:: WORK INSTRUCTION ::
Give the data again exactly as it appears, excluding any pictures.

[Natural-language object grounding data]
##############################
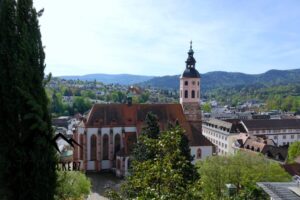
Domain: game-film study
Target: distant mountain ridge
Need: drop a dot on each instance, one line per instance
(212, 80)
(123, 79)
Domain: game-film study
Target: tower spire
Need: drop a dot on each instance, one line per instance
(190, 62)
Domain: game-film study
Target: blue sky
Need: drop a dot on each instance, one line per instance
(152, 37)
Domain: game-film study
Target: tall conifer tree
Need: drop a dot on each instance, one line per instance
(28, 157)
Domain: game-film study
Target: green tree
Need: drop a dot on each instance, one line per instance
(294, 151)
(206, 107)
(162, 177)
(28, 158)
(72, 185)
(142, 151)
(242, 169)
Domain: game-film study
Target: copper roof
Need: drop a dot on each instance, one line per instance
(112, 115)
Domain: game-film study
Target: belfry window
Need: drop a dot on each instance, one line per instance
(117, 144)
(93, 147)
(193, 93)
(199, 153)
(105, 147)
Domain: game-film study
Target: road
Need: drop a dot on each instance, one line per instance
(101, 182)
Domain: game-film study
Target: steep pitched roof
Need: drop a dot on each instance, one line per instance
(272, 124)
(108, 115)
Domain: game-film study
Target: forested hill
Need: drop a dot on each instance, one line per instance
(123, 79)
(212, 80)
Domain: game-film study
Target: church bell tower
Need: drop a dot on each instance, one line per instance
(190, 89)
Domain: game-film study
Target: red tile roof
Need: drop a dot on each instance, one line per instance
(112, 115)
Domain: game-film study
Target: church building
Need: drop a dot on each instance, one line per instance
(109, 132)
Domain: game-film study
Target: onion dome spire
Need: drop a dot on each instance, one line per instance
(190, 70)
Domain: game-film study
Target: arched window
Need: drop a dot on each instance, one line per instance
(118, 164)
(186, 94)
(105, 147)
(117, 143)
(199, 153)
(93, 147)
(81, 148)
(193, 93)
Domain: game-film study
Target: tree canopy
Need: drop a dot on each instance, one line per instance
(294, 151)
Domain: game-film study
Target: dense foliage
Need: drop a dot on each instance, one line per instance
(27, 156)
(72, 185)
(168, 175)
(242, 170)
(294, 151)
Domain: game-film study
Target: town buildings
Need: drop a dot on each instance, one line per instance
(109, 131)
(222, 134)
(282, 131)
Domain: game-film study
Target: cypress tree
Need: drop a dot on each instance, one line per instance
(28, 157)
(8, 117)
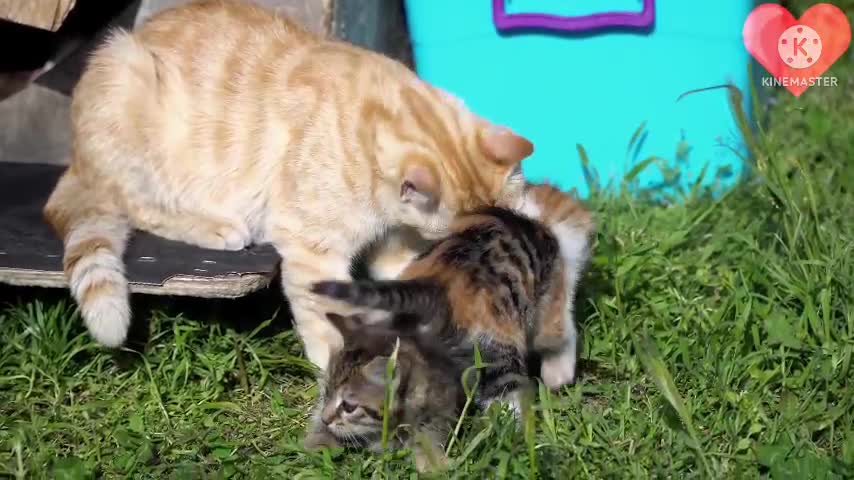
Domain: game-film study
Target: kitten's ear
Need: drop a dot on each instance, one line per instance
(320, 437)
(374, 371)
(346, 325)
(504, 146)
(420, 187)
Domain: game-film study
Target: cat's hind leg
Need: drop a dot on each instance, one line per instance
(556, 341)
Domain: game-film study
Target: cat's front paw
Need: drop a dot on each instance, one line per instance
(222, 236)
(558, 370)
(234, 237)
(426, 464)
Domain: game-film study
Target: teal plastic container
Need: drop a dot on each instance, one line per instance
(568, 72)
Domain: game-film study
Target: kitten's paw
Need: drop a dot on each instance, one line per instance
(425, 463)
(319, 439)
(558, 370)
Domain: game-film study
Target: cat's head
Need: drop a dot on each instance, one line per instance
(351, 404)
(350, 411)
(453, 161)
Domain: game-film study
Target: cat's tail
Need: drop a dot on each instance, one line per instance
(94, 232)
(398, 296)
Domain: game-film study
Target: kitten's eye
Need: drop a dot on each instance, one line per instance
(348, 407)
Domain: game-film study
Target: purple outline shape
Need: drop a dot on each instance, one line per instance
(505, 22)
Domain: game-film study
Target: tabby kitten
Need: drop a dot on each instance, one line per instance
(504, 278)
(221, 124)
(426, 388)
(501, 280)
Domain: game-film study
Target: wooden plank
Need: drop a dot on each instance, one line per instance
(31, 254)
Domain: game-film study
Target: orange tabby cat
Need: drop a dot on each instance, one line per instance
(220, 123)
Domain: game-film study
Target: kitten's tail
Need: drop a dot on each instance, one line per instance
(94, 232)
(399, 296)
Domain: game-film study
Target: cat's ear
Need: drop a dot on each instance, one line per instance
(375, 370)
(504, 146)
(419, 186)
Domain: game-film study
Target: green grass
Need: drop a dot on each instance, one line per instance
(718, 342)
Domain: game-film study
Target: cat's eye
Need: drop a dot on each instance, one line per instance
(348, 407)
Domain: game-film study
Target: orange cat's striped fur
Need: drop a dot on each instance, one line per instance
(220, 124)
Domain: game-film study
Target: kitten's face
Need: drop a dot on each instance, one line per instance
(352, 405)
(350, 412)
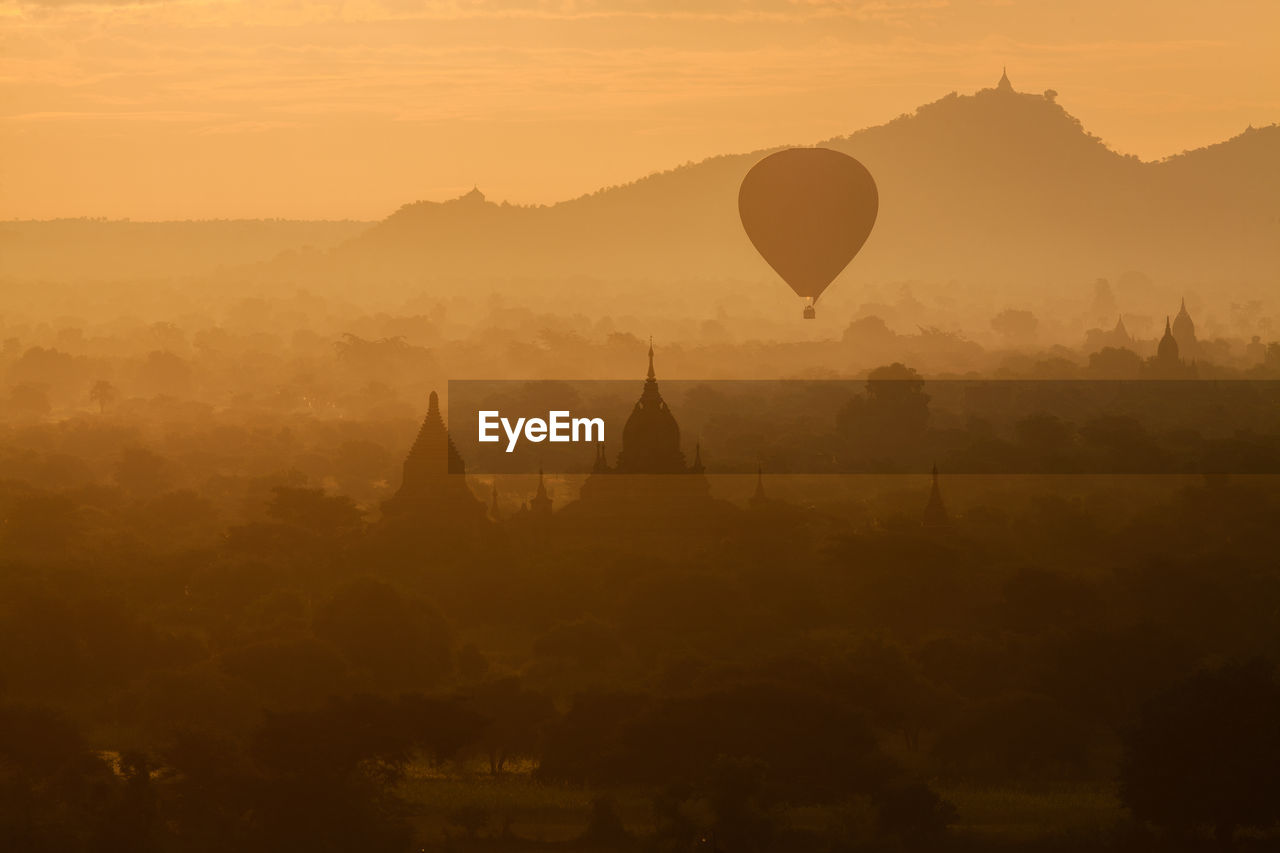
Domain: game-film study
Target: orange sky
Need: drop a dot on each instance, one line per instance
##############################
:: SOLUTION TO THE EXERCISE ::
Domain: game-film study
Target: distant mountain ridge
Need: drop a dot on each instance, one line per instance
(212, 80)
(123, 79)
Domain: game-film study
Target: tower spire
Need: drop a dot on each instance, one line per instance
(190, 62)
Domain: game-film study
Target: blue sky
Need: drop a dot on each instance, one line per instance
(152, 37)
Domain: game-film study
Target: tall conifer tree
Need: drop a dot on each instance, one line per instance
(28, 157)
Domain: game-film study
Target: green tree
Need: drop a dot on each instance, one line per instance
(294, 151)
(206, 107)
(162, 177)
(28, 158)
(72, 185)
(142, 151)
(242, 169)
Domain: game-film study
Target: copper roof
Need: drop a dot on each instance, one line per instance
(112, 115)
Domain: game-film study
Target: belfry window
Need: drop a dot on each instance, one line per instance
(117, 144)
(93, 147)
(193, 93)
(199, 153)
(105, 147)
Domain: game-film study
Target: road
Need: drop a dot on each instance, one line per instance
(101, 182)
Domain: game-film study
Target: steep pitched roof
Need: drop a dot on each instance, one line per instance
(272, 124)
(108, 115)
Domain: game-film study
Target: forested hill
Need: drop a dot on each instance, one line per instance
(123, 79)
(212, 80)
Domain: game-film study
Target: church bell tower
Need: drop a dot on each instance, one line per instance
(190, 89)
Domain: game-film study
Target: red tile roof
Need: drop a dot on each instance, one line per instance
(112, 115)
Domain: game-film study
Target: church building
Need: drop a dot on each instance, one line per instance
(109, 132)
Domain: game-film study
Target: onion dome spire
Need: drop a dot on each instance, one line per instance
(190, 70)
Domain: game-film study
Target: arched window
Need: drop a dot on each instance, one line per instance
(118, 164)
(186, 94)
(105, 147)
(117, 143)
(199, 153)
(93, 147)
(81, 148)
(193, 93)
Domain: game-film study
Target: tree canopy
Need: drop a dot on each instance, one line per instance
(294, 151)
Domain: game-film study
Target: dense foliage
Need: drop a dot on each instance, one line per instance
(27, 156)
(72, 185)
(168, 175)
(242, 170)
(294, 151)
Domain: game-film study
Target: town buildings
Need: drop a dot on each instance, one line per instance
(109, 131)
(222, 134)
(282, 131)
Domain: game-film study
Target: cypress tree
Need: drop a dot on each instance, one line per instance
(28, 157)
(8, 117)
Domain: game-film study
Target: kitten's ear
Need: drop a dot on each instance, one line per instance
(320, 437)
(374, 371)
(346, 325)
(504, 146)
(420, 187)
Domain: game-film study
Target: cat's hind leg
Need: drop a dot on each instance, one line per instance
(556, 341)
Domain: game-film study
Target: cat's front paw
Need: drop a dot on each instance, one line per instance
(222, 236)
(558, 370)
(234, 237)
(426, 464)
Domain: game-film study
Target: teal plastic container
Need: drop a dot on each instance, one line per instance
(568, 72)
Domain: game-film study
Target: kitten's paw
Need: drop a dot on each instance, one line per instance
(425, 463)
(319, 439)
(558, 370)
Domain: game-film study
Target: cat's head
Need: drop a dot on each instance, one line per instance
(351, 404)
(350, 411)
(453, 161)
Domain: game-film study
Target: cat's tail
Need: drop a dot on each instance, one line per instance
(94, 232)
(398, 296)
Domain: game-film study
Target: kitten's eye
Need: drop a dot on each instance, one line per instance
(348, 407)
Domain: game-film study
Target: purple outline shape
Need: drop a dot on each instance, one line per instance
(505, 22)
Domain: game-film study
Target: tabby kitten
Need: drop a dot on each instance, one line per instance
(504, 278)
(221, 124)
(426, 388)
(501, 280)
Domain: game-film study
Target: wooden plank
Need: drop a dot on each instance, one line per instance
(31, 254)
Domain: game-film study
Target: orange tabby cat
Need: drop a dot on each instance, one line per instance
(220, 123)
Domain: game-film study
Target: kitten's tail
Need: drop a dot on each instance, one line per instance
(94, 232)
(399, 296)
Domain: game-film study
Target: cat's ear
Need: drop a dot on each instance, one line per instance
(375, 370)
(504, 146)
(419, 186)
Domain: game-film study
Target: green grass
Need: drop a dot on each instance, one line per instance
(718, 342)
Domain: game-film study
Target: cat's eye
Need: drop a dot on each instance, one line per instance
(348, 407)
Domain: game-film study
Target: orange cat's striped fur
Need: drop a dot on each instance, one line per instance
(220, 124)
Domain: game-film study
Target: kitten's face
Need: drop a dot on each instance, one line per instance
(352, 405)
(350, 412)
Domain: game-film study
Target: orange sky
Need: drop a dot on each instance, one line per instance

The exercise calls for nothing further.